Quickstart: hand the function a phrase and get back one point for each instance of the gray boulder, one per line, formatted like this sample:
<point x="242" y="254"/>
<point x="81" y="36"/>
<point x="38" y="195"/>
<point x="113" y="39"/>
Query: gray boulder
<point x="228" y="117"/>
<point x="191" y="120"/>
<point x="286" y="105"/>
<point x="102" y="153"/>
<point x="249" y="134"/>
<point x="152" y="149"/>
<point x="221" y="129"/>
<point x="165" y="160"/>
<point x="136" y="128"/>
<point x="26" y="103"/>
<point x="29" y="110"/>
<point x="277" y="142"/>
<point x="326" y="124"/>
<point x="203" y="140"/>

...

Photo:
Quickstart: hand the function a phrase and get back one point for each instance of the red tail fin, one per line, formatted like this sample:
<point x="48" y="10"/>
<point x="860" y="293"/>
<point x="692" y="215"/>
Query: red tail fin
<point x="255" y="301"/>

Work required:
Pull out every line above that contains the word "function", copying each one in full. Case counts.

Expected output:
Quickstart: hand the function a phrase and get back one point for each instance of the gray boulder, one per line, formatted like this sample:
Quickstart: hand the function a phrase and get back one point for each instance of the red tail fin, one per line, formatted like this sample:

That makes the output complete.